### Problem statement
Write the material out again in full, word for word. Do not include the pictures.

### Raw data
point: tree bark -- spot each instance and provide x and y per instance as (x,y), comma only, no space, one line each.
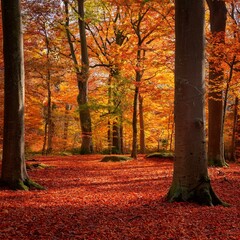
(216,77)
(233,157)
(14,172)
(190,177)
(141,125)
(84,111)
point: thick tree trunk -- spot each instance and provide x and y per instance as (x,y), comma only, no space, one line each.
(216,77)
(14,172)
(190,178)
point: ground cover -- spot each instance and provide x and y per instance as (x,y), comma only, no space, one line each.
(90,199)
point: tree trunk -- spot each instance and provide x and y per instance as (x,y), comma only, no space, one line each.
(82,77)
(68,107)
(216,77)
(235,121)
(14,172)
(84,111)
(141,125)
(190,177)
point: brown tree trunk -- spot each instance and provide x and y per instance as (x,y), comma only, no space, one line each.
(141,125)
(234,133)
(68,107)
(190,178)
(216,77)
(84,111)
(14,172)
(82,77)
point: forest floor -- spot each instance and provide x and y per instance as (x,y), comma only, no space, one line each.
(89,199)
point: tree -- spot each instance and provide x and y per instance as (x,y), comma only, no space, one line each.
(218,18)
(190,177)
(14,172)
(82,75)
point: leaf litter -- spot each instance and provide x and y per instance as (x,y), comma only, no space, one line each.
(89,199)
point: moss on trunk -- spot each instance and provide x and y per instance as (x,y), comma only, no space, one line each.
(202,194)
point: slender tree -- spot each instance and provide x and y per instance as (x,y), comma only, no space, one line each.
(190,177)
(14,172)
(218,19)
(82,72)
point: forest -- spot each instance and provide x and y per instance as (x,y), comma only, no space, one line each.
(121,118)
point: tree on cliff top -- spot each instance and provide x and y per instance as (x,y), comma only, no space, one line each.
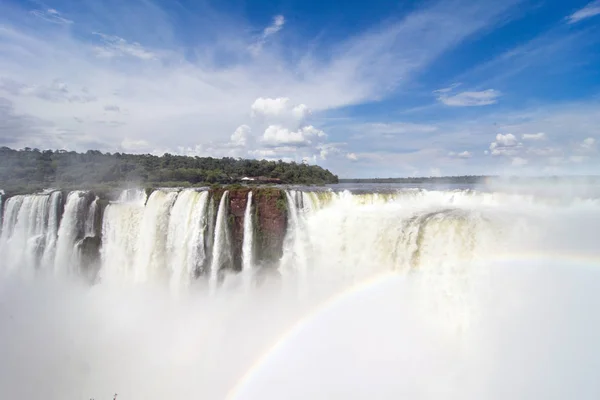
(32,168)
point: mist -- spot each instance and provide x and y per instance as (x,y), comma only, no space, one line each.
(475,295)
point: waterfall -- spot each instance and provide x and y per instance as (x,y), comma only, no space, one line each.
(132,196)
(176,237)
(90,221)
(24,231)
(209,240)
(134,244)
(295,255)
(248,242)
(221,256)
(54,216)
(185,239)
(70,231)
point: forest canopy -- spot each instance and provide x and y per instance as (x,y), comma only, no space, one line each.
(32,169)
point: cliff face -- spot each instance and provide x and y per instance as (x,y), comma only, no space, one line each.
(271,217)
(270,223)
(238,199)
(269,214)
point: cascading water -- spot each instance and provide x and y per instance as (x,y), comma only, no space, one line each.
(24,232)
(54,217)
(221,256)
(134,245)
(90,221)
(70,231)
(248,243)
(437,246)
(185,239)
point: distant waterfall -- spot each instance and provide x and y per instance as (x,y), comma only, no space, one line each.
(175,237)
(24,231)
(135,238)
(90,221)
(295,255)
(222,245)
(54,217)
(185,239)
(248,242)
(71,229)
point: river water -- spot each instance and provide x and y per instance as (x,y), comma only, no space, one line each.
(382,291)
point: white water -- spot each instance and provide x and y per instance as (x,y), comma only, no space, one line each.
(134,247)
(65,262)
(248,243)
(473,309)
(221,255)
(185,239)
(90,220)
(54,216)
(23,232)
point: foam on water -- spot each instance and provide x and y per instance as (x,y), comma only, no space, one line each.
(480,295)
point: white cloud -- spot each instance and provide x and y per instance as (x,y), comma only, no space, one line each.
(534,136)
(276,135)
(112,108)
(505,144)
(588,144)
(135,145)
(448,89)
(51,15)
(465,154)
(578,159)
(469,99)
(590,10)
(276,26)
(240,136)
(192,96)
(115,46)
(518,161)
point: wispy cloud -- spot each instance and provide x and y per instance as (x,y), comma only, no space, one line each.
(590,10)
(468,99)
(276,26)
(115,46)
(51,15)
(534,136)
(463,154)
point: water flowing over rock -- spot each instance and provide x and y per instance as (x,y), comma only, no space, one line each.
(179,237)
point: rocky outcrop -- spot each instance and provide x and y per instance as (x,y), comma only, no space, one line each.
(271,217)
(238,199)
(270,222)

### Exercise output
point: tree bark -- spot each instance and provide x and y per instance as (x,y), comma only, no space, one line each.
(216,77)
(233,157)
(14,172)
(190,177)
(141,125)
(84,111)
point: thick tree trunk -- spot each instance and provide x and y per instance as (x,y), comma only, no space, one line each.
(216,77)
(14,172)
(190,178)
point: ground cover -- spot each instance and provide x and y per instance as (x,y), comma only, no space, one line each.
(90,199)
point: tree trunk -- spot each instance and provide x and y per instance as (x,y), comma only, no space, one line each.
(82,77)
(68,107)
(216,77)
(235,121)
(14,172)
(84,111)
(141,125)
(190,177)
point: brown tree trunk -- spot each instance and provide x and y per instance as (x,y), comma only, no space, one line each.
(141,125)
(234,133)
(68,107)
(190,178)
(216,77)
(84,111)
(14,172)
(82,77)
point: forest floor -- spot each instance and provide x and y per instance as (x,y), comma only, no space, one line each.
(89,199)
point: tree -- spot each instance and provide x and y per instance as (x,y), comma only, no space, one line each.
(218,18)
(190,177)
(14,172)
(82,75)
point: leaf litter -- spot each instance and provide x and y per instance as (x,y), comma only, no space, one line each.
(89,199)
point: moss on trunk -- spot each instance and provide x and y per instance as (x,y), comma only, no space, one line each.
(202,194)
point: slender tree -- spot each instance and provide x and y per instance as (x,y), comma only, no space, one line each.
(190,177)
(14,172)
(218,19)
(82,72)
point: forest -- spot each instance and provide x and y per instance as (x,y), comma only, no space, one line each.
(121,118)
point: tree on cliff top -- spot each instance and provide x and y per instance as (x,y), comma only, no space, one line each.
(32,168)
point: mist -- spot each instance and provide x and y per instance as (x,y), comma only, no space, one line each.
(475,295)
point: waterfall -- spot each instance and provide x and y per instance as (x,y), comma only, no space, one line each.
(132,196)
(176,237)
(90,221)
(24,231)
(209,240)
(134,244)
(295,255)
(248,242)
(221,256)
(54,216)
(185,239)
(70,231)
point: forest canopy -- spot each instance and provide x and y per instance as (x,y), comma only, no space, one line each.
(32,169)
point: cliff face -- spot each instance and provide x and y per instance as (x,y), comma only, no space, one line each.
(271,217)
(270,223)
(238,199)
(269,214)
point: cascading water -- spot each instance and provide x and y per instance as (x,y), comma only, no space, one line each.
(24,232)
(54,217)
(221,256)
(134,245)
(90,221)
(70,231)
(248,243)
(437,246)
(185,239)
point: distant waterfall -- spot each instance and provide x and y per instance as (x,y), comma only, no space, one line each.
(175,237)
(24,231)
(135,238)
(90,221)
(295,255)
(222,245)
(54,217)
(185,239)
(248,242)
(71,229)
point: river water -- spot each instance and provide x and y per instance as (x,y), comma only, no space, one line each.
(382,291)
point: white water -- spot each instance and provide x and y per instance as (x,y), comma only, no space, one line each.
(134,247)
(65,262)
(248,243)
(473,309)
(221,255)
(185,239)
(90,220)
(54,216)
(23,232)
point: foam on water -- spot each instance and provide x and y per instance as (x,y), comma only, no space, one line each.
(480,295)
point: white cloud -- spot each instance and provide x and y per instance as (x,y), comma only, no space, one line each.
(534,136)
(276,135)
(112,108)
(505,144)
(588,144)
(135,145)
(448,89)
(51,15)
(465,154)
(578,159)
(469,99)
(590,10)
(276,26)
(240,136)
(192,96)
(115,46)
(518,161)
point: wispy cloud -- spot each instance and provide x and y per instance as (x,y), comma only, no space, one line each.
(590,10)
(468,99)
(276,26)
(115,46)
(51,15)
(534,136)
(463,154)
point: water flowing over rock -- spot each instance and provide x and y per instance as (x,y), comma only, no space, one line each.
(179,237)
point: rocky outcrop -- spot each instance and provide x and y per instance as (x,y), comma only, no space, one line each.
(271,217)
(238,199)
(270,222)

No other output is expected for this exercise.